-- Aufgabenstellung --
Ermittle, in wie vielen Zeilen des Materials unten das Wort „concrete“ vorkommt, wobei Groß- und Kleinschreibung zählt. Gib nur die Zahl an.

----- Eingabe

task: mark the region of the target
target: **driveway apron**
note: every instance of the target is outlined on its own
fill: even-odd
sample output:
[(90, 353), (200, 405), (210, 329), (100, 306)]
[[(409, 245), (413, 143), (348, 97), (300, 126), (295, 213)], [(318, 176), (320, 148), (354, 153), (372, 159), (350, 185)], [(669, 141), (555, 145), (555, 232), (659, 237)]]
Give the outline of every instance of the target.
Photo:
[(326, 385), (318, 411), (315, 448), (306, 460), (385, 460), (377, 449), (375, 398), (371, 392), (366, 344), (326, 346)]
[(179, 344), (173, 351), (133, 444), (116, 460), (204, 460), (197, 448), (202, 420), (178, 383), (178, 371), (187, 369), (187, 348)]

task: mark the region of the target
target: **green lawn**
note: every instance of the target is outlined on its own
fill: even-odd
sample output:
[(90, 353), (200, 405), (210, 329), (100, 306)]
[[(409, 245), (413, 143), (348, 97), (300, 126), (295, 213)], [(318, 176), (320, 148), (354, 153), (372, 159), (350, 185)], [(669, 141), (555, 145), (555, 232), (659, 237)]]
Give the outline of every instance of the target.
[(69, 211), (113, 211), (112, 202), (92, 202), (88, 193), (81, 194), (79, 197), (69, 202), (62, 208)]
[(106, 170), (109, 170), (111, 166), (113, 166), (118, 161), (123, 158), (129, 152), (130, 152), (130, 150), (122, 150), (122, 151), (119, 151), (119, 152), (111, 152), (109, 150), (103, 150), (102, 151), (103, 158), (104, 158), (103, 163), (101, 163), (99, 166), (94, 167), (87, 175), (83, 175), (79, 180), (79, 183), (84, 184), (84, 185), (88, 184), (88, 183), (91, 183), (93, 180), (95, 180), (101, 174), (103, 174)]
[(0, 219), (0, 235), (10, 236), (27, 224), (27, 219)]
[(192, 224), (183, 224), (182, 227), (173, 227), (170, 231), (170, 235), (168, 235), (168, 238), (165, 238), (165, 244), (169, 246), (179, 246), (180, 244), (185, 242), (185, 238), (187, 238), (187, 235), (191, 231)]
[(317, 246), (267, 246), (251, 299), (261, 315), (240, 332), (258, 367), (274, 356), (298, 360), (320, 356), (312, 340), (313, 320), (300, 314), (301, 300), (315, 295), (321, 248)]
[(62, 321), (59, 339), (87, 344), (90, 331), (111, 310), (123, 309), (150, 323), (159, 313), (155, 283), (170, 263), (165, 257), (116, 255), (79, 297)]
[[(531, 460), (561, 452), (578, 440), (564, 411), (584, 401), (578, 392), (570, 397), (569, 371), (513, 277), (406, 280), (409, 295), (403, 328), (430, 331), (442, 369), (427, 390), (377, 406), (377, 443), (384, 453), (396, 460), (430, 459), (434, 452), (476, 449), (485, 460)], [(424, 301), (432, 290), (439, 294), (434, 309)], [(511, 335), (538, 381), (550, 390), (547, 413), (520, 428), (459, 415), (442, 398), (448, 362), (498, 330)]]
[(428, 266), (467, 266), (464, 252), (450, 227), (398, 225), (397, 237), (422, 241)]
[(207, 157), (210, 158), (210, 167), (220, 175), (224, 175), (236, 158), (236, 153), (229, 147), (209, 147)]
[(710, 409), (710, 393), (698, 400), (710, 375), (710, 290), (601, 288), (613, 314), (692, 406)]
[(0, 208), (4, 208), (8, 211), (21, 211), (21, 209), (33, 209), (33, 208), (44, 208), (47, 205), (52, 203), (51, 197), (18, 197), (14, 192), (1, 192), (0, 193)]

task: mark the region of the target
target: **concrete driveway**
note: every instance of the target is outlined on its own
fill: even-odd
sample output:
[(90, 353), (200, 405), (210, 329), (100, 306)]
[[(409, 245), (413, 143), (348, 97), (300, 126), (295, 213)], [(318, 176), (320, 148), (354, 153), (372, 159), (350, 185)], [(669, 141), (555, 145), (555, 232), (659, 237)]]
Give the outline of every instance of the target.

----------
----- Eingabe

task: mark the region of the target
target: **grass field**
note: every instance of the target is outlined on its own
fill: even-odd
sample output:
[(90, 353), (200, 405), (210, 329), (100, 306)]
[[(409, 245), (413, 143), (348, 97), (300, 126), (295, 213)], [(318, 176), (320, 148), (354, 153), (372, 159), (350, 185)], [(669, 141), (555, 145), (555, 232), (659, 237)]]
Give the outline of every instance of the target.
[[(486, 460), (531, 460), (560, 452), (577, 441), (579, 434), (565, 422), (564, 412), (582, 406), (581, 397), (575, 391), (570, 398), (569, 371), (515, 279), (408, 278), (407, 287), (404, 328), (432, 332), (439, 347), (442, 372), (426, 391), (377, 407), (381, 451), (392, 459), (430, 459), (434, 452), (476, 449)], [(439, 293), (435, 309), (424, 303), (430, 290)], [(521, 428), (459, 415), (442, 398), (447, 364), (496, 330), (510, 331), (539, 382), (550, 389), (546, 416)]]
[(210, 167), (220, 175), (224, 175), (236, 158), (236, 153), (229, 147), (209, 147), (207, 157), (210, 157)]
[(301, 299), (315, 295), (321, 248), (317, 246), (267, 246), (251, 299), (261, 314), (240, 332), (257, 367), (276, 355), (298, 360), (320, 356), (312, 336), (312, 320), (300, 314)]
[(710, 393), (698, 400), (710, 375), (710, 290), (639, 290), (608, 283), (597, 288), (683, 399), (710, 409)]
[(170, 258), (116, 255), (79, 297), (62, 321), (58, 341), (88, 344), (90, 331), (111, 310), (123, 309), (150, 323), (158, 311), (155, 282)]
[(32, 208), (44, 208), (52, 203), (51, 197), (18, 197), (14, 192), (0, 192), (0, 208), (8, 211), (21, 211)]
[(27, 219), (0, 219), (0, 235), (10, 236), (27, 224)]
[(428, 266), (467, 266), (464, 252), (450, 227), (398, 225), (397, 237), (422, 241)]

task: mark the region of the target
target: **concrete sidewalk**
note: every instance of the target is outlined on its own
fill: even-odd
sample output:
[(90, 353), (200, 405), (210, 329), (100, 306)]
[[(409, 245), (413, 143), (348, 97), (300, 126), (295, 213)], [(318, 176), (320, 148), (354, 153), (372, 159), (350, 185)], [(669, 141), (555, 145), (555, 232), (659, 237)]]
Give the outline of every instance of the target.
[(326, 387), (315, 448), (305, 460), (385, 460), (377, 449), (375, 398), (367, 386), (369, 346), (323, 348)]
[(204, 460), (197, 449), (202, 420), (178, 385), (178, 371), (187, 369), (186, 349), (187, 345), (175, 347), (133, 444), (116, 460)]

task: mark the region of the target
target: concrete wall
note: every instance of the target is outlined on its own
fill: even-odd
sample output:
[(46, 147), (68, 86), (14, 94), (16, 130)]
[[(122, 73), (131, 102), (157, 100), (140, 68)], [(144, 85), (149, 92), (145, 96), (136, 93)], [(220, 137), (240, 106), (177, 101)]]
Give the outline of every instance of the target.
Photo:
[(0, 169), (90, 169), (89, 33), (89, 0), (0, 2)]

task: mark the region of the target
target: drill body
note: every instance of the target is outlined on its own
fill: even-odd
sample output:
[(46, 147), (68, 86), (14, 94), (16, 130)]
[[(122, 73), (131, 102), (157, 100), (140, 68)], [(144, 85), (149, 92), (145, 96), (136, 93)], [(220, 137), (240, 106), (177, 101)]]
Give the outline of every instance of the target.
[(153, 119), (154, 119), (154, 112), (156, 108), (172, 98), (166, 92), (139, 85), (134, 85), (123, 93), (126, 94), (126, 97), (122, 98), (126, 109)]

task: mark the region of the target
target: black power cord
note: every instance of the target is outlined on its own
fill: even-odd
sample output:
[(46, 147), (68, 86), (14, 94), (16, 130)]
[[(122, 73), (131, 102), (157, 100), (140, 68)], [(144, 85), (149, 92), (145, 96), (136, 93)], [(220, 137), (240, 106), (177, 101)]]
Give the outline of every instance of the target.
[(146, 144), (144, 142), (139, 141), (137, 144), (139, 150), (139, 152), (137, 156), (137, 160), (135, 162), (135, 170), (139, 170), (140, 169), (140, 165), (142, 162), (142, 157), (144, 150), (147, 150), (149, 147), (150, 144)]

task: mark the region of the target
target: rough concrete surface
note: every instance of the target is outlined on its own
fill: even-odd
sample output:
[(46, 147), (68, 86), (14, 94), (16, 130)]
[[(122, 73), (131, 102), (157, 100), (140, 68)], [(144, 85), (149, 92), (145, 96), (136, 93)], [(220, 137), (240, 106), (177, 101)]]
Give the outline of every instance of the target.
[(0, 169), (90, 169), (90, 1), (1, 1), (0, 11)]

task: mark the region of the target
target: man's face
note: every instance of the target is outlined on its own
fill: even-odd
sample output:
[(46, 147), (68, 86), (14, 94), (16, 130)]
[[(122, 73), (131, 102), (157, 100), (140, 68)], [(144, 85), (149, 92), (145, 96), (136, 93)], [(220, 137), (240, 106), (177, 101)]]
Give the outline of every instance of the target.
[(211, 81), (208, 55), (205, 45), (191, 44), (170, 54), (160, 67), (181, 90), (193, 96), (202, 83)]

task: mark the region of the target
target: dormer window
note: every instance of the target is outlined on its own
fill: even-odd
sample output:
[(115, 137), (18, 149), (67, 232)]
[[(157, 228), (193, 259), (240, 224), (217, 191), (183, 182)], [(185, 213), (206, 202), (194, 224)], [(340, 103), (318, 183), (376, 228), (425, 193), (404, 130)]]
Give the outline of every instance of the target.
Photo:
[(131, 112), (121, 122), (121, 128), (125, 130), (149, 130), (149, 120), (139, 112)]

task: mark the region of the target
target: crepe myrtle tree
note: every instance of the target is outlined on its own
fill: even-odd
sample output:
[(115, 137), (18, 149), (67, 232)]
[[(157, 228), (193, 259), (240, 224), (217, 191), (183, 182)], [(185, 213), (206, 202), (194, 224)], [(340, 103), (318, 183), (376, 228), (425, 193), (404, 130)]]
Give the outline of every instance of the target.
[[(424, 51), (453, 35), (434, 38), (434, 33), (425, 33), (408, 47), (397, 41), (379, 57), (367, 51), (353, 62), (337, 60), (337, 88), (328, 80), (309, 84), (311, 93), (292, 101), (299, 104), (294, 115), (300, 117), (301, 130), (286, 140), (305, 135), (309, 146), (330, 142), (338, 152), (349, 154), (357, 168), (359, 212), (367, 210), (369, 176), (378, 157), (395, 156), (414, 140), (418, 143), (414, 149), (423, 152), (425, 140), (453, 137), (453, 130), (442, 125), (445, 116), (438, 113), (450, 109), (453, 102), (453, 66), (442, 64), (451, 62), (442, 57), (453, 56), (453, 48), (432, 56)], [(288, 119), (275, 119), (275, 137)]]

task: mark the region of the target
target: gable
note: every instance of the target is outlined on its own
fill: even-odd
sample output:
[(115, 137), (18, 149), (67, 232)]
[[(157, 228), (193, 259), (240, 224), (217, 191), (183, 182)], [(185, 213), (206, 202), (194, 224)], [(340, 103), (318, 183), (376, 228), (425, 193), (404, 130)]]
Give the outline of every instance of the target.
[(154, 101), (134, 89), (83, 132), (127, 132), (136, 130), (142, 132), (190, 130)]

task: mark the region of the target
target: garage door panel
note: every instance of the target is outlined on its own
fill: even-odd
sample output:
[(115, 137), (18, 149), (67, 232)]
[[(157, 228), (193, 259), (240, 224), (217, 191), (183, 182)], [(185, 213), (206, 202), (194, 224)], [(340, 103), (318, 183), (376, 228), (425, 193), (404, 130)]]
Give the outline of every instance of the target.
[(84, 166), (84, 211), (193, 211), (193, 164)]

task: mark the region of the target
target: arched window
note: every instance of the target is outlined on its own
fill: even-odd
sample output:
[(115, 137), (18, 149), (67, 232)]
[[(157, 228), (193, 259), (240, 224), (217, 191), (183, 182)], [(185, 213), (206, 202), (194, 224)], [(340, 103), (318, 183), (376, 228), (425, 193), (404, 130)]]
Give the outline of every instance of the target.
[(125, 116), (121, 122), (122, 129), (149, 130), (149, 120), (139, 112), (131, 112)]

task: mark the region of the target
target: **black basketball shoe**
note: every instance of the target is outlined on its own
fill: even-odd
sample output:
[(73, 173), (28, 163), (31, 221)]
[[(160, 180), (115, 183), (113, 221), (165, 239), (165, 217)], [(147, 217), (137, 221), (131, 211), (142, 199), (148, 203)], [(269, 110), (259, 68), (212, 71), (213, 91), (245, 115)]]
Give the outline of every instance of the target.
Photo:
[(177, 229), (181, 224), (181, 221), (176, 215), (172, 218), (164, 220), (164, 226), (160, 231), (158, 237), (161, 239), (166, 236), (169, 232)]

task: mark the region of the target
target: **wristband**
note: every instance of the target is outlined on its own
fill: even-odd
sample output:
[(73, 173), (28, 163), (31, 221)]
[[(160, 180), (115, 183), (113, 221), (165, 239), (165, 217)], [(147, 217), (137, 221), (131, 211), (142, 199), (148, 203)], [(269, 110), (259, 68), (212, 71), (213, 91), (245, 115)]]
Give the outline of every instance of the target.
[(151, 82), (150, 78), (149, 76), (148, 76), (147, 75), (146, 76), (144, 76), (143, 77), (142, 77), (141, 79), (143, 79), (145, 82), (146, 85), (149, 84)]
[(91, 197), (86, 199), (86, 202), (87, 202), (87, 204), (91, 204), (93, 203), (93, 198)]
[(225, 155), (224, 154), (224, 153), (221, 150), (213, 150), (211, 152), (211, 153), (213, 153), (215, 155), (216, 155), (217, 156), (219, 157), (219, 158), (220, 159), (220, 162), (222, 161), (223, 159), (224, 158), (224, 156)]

----------
----- Eingabe

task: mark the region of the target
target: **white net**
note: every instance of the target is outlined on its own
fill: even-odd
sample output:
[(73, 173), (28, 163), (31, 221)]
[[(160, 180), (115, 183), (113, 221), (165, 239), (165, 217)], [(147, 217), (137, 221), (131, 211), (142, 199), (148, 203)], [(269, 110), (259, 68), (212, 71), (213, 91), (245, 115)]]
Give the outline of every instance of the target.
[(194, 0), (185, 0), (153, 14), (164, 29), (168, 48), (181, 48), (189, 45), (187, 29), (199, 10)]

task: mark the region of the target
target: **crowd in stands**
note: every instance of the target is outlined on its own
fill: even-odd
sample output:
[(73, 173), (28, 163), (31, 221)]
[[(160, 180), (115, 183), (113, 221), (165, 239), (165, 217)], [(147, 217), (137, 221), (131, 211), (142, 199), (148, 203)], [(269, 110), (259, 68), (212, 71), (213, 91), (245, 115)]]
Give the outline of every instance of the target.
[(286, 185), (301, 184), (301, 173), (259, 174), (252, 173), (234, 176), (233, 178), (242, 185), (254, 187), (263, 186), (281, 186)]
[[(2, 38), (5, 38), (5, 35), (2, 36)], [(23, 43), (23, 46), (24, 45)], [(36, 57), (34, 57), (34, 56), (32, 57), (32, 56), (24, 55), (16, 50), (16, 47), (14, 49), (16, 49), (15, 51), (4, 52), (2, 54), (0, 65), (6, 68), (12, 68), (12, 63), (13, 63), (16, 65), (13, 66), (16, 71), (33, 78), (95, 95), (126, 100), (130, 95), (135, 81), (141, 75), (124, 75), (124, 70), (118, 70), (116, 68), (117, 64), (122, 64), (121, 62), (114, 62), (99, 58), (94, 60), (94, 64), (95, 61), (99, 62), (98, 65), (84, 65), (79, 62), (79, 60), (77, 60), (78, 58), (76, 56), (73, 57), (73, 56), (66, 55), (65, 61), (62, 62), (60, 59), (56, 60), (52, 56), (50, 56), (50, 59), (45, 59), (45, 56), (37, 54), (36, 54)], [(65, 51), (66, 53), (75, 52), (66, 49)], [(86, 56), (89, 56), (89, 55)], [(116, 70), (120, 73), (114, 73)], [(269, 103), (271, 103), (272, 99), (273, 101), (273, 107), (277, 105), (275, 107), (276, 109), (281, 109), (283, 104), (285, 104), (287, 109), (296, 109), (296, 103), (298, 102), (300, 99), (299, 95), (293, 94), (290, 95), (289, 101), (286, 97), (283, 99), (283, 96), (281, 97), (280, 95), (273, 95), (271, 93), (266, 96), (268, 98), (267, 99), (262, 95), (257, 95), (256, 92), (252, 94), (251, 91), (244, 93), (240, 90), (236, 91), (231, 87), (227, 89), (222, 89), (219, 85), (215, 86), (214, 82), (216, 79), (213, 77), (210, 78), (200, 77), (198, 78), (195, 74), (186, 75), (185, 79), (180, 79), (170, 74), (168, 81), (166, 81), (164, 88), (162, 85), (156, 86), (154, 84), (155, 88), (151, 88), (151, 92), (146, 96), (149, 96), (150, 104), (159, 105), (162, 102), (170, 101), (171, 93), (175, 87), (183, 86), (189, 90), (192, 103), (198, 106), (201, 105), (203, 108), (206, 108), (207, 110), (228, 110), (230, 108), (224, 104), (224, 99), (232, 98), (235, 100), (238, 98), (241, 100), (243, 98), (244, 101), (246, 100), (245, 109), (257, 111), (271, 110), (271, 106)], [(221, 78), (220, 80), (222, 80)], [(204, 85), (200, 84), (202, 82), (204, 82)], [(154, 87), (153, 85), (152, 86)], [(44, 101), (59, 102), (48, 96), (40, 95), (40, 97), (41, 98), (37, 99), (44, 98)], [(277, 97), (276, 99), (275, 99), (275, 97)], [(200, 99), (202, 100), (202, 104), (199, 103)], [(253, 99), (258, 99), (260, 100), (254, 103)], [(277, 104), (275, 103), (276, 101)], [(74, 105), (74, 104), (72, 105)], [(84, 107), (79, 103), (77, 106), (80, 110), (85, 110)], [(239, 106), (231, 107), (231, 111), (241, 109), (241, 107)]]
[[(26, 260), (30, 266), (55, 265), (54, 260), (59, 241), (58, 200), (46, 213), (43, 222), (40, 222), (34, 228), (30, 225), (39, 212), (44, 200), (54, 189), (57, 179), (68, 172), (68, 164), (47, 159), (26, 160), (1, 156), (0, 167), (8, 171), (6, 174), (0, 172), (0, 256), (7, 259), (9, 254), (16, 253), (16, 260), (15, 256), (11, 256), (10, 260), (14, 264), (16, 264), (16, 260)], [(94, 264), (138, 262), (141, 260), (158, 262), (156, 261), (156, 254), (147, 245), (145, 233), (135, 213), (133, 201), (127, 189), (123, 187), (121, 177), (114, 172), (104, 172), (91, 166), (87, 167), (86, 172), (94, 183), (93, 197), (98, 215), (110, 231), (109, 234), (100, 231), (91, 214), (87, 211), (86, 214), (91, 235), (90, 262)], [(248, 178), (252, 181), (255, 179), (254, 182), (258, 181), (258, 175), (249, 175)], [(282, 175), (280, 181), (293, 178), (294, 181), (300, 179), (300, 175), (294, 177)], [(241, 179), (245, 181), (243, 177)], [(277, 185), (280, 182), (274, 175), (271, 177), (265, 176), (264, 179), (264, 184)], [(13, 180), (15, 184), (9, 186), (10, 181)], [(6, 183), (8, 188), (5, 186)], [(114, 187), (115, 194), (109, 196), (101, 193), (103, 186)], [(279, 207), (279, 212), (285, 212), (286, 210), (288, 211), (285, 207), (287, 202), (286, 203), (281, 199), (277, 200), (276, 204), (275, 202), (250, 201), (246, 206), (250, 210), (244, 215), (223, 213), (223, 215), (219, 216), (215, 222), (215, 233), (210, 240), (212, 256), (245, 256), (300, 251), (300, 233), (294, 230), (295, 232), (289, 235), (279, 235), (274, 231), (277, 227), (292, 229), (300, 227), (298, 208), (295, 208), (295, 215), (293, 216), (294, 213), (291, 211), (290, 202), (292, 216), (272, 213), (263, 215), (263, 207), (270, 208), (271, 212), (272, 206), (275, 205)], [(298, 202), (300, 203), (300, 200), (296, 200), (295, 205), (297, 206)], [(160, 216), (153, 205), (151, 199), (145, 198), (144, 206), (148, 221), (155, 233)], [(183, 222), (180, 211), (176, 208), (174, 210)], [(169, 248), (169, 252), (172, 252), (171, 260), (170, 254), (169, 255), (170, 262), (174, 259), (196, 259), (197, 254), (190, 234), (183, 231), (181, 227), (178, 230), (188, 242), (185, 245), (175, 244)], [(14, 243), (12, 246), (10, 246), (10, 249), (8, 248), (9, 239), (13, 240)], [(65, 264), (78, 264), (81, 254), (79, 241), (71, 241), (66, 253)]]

----------

-- Korrekte Ausgabe --
4